Defendant appeals from a judgment after conviction by a jury upon an information charging him with the crime of conspiracy “to cheat and defraud by criminal means and to obtain money and property by false pretenses and by false promises with intent not to perform such promises,” in violation of section 182, subdivision 4 of the Penal Code. Defendant’s alleged coconspirator, Piper Stewart, was not apprehended and the matter proceeded to trial as to the defendant Doeherty alone.
The evidence disclosed that on January 21, 1959, defendant applied for a business license for roofing repair and gutter painting in the city of San Diego, giving 4386 Pacific Highway as his business and home address. Stewart was with him. The business license clerk then explained to him that, since the business address and the home address were the same, the application would have to be approved by the police department and gave him a form for this purpose. Defendant left and no further attempt was made to obtain this license. Shortly thereafter defendant called an answering service located at 2420 University Avenue and inquired concerning *36rates. Later that afternoon he returned to the office of the business license clerk with Stewart. This time Stewart applied for the license, giving 2420 University Avenue as his business address and 4386 Pacific Highway as his residence. Since the residence address and the business address were different, the approval of the police department was not required and the license was issued.

• WHAT NEEDS TO BE DONE
Continue the court opinion about the roofing-license conspiracy case, starting right after its last sentence.

• RECORDS PROVIDED
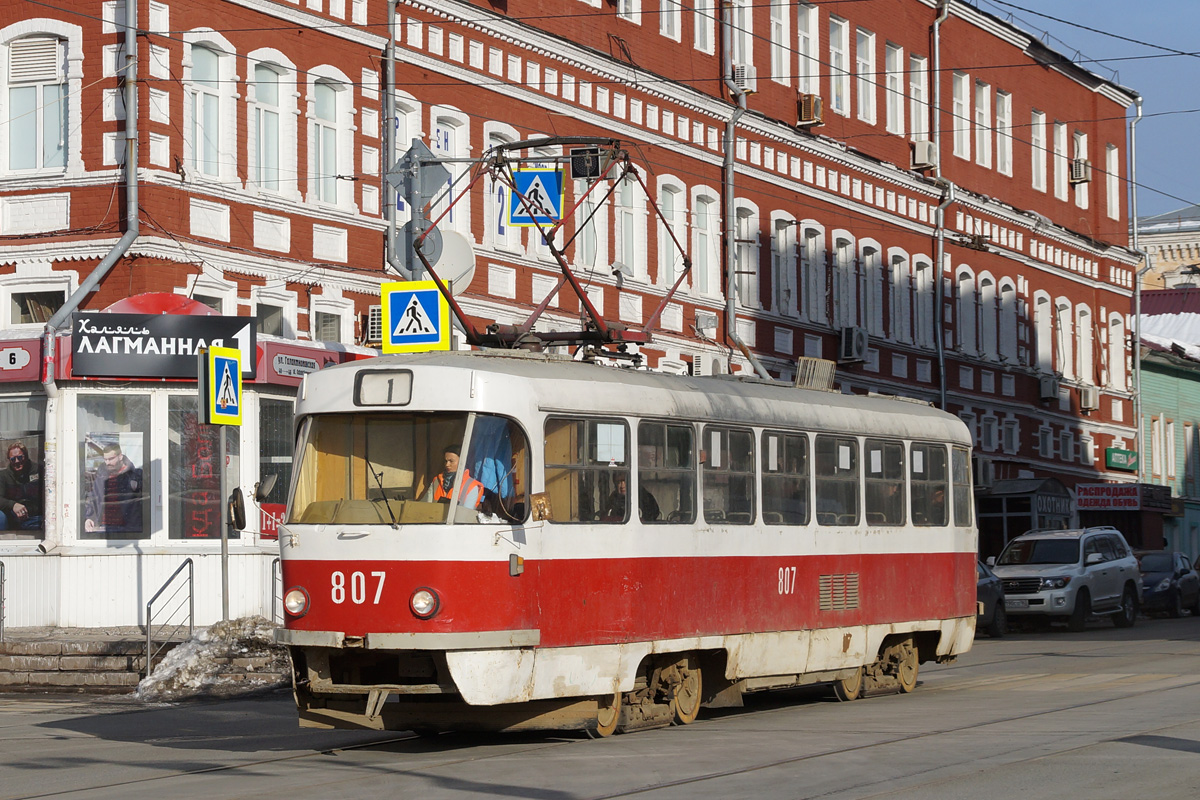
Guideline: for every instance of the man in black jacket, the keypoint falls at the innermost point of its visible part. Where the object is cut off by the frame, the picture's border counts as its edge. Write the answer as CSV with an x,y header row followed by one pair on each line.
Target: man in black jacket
x,y
21,492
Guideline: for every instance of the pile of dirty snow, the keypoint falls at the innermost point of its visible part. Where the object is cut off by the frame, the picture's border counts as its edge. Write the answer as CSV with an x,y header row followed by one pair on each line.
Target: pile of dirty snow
x,y
234,657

• ANSWER
A trailer park was located at 4386 Pacific Highway. Defendant admitted that he had never resided there but said he had noticed empty spaces in the park while driving past and that he had stopped and obtained the address intending to return later and secure space for his trailer. He testified that after obtaining the license he and Stewart returned to the trailer park intending to rent two empty spaces, but the manager would not rent them because the spaces were not the correct size for the trailers. The manager of the trailer park testified that he had never seen or talked with the defendant. On January 21 all the spaces in the park were rented and all but one were actually occupied by trailers.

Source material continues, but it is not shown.